» **TEXTE À LIRE**
Le lendemain, Norman
Starkey, capitaine de l'Apollo, envoya des copies légalisées de ces
déclarations à la Commission sénatoriale des Affaires étrangères, avec une
lettre affirmant que «Galbraith avait menacé d'assassiner les 380 personnes à bord, y
compris les femmes et les enfants». Des copies complètes furent
envoyées à l'Attorney General John Mitchell, à la CIA et au président Nixon
lui-même, sur qui n' avait pas encore déferlé le raz-de-marée du Watergate. Un
article du Los Angeles Times, daté du 29 août 1978, fera état de cette correspondance
officielle jusque-là classée «confidentiel» par le FBI.
Arrivé quelques jours
plus tard à Safi, le père de Susan Meister n'aboutit à rien avec les autorités
locales. En désespoir de cause, ne parvenant même pas à savoir où se trouvait
le corps de sa fille, Meister en appela à Hubbard. Après que Warren lui eut
fait visiter l'Apollo au pas de course, il s'entendit répondre que le Commodore
refusait de le recevoir. Meister n'était pas au bout de ses peines. A son
retour aux États-Unis, il apprit avec stupeur que Susan avait été enterrée au
Maroc avant qu'il n'y soit lui-même arrivé. Et lorsqu'il voulut faire rapatrier
le corps de sa fille et la faire autopsier, les services d'hygiène du Colorado
refusèrent, informés par une lettre anonyme qu'une épidémie de choléra au Maroc
avait déjà fait plusieurs centaines de victimes !. «La fille d'un certain George Meister est décédée au Maroc», précisait le corbeau. «On parle d'un accident, mais
il s'agit plus vraisemblablement du choléra».
La mort de la jeune
Meister restera une des grandes énigmes de la Scientologie au Maroc. Selon une
enquête détaillée de Bent Corydon («Le Messie ou le fou») publiée en 1998,
Meister aurait pu avoir eu vent des projets d'infiltration des dirigeants de la
secte auprès des officiels marocains.

» **MATÉRIEL FOURNI**
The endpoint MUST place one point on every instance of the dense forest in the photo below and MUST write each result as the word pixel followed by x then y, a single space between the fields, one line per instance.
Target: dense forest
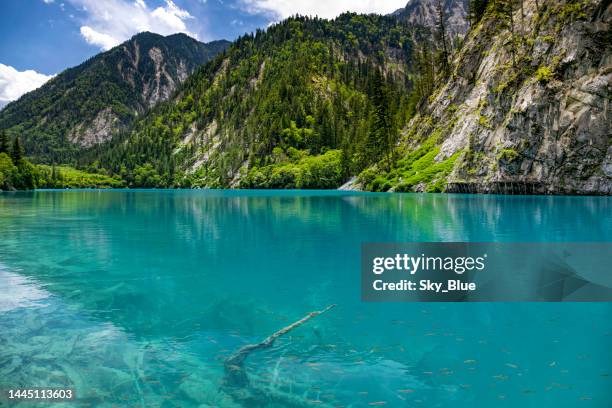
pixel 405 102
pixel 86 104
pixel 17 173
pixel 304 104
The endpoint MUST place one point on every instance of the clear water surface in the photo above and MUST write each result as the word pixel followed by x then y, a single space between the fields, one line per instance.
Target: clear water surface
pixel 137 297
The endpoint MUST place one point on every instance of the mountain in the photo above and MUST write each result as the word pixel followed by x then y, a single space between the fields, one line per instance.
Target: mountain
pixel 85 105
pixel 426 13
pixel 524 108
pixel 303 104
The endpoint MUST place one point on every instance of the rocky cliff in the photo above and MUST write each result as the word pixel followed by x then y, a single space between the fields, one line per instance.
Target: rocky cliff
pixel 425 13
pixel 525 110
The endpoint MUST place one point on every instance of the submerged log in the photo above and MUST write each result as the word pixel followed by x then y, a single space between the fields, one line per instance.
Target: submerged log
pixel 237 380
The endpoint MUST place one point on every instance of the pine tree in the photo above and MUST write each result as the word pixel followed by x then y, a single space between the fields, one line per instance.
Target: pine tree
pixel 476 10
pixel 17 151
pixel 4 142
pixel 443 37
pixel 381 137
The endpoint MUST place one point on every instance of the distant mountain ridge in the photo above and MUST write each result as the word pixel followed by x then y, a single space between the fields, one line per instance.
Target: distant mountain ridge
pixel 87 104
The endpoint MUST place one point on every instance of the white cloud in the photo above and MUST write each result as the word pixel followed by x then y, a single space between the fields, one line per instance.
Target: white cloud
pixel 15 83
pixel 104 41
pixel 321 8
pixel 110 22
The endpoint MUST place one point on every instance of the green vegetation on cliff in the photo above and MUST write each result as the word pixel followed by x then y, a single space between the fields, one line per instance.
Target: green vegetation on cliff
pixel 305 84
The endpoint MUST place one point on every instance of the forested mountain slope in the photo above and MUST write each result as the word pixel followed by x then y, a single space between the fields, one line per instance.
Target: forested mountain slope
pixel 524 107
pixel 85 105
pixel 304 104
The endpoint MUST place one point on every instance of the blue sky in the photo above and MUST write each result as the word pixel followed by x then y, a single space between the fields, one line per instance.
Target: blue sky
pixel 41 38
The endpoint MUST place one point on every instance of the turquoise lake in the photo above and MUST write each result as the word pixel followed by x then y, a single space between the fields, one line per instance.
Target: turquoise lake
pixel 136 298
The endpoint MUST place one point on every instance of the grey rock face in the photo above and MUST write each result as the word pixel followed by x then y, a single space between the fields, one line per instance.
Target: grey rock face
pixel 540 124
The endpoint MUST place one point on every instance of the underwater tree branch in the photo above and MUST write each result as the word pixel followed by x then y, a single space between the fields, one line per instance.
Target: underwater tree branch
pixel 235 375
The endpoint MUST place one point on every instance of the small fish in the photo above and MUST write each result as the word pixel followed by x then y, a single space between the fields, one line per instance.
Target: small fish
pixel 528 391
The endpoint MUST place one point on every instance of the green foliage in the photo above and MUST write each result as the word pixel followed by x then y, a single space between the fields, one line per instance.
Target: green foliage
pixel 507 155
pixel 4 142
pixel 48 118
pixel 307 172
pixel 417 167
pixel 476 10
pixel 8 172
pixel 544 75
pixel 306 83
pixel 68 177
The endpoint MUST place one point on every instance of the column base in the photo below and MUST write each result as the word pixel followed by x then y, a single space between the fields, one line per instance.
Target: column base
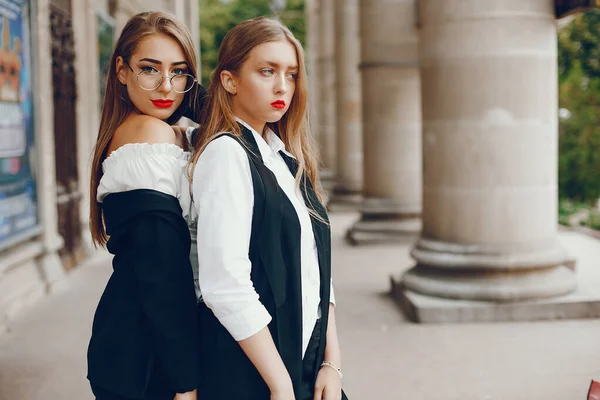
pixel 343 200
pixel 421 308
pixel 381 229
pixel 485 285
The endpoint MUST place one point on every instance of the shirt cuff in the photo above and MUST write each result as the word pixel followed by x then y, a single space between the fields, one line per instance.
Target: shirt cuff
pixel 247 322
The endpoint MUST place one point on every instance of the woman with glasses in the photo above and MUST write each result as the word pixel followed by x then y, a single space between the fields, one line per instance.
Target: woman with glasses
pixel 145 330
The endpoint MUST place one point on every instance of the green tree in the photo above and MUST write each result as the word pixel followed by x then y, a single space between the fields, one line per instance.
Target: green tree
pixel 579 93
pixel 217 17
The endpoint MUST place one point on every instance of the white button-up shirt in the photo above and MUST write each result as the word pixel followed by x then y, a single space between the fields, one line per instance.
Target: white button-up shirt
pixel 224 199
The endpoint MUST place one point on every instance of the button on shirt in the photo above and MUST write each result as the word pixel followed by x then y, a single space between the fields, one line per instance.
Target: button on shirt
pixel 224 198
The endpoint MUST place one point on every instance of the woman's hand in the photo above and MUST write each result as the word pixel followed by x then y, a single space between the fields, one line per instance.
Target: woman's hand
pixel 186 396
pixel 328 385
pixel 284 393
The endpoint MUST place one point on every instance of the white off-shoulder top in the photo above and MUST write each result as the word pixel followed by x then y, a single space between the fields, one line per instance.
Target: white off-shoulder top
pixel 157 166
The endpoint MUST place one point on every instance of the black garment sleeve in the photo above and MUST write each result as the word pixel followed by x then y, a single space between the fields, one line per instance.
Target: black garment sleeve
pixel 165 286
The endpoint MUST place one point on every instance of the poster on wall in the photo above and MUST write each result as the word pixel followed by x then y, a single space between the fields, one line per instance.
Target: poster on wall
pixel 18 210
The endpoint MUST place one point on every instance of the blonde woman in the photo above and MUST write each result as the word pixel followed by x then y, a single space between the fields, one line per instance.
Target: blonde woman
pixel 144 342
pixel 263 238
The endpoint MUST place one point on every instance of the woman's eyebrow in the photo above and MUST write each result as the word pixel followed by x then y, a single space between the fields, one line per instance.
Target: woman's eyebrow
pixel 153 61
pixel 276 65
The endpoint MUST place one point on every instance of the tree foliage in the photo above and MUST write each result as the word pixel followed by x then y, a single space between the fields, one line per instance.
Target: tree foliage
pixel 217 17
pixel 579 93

» **CONSIGNE ÉCRITE**
Résumez en deux phrases le texte sur la mort de Susan Meister. Vous n'aurez pas besoin des lignes pour cet exercice.

» **CORRIGÉ DE L'EXERCICE**
Norman Starkey, capitaine de l'Apollo, envoya des copies légalisées de déclarations à la Commission sénatoriale des Affaires étrangères, et des copies complètes parvinrent aussi à l'Attorney General John Mitchell, à la CIA et au président Nixon. Le père de Susan Meister n'obtint rien des autorités locales de Safi, apprit que sa fille avait été enterrée au Maroc avant son arrivée et ne put faire rapatrier son corps, et la mort de la jeune femme reste une des grandes énigmes de la Scientologie au Maroc.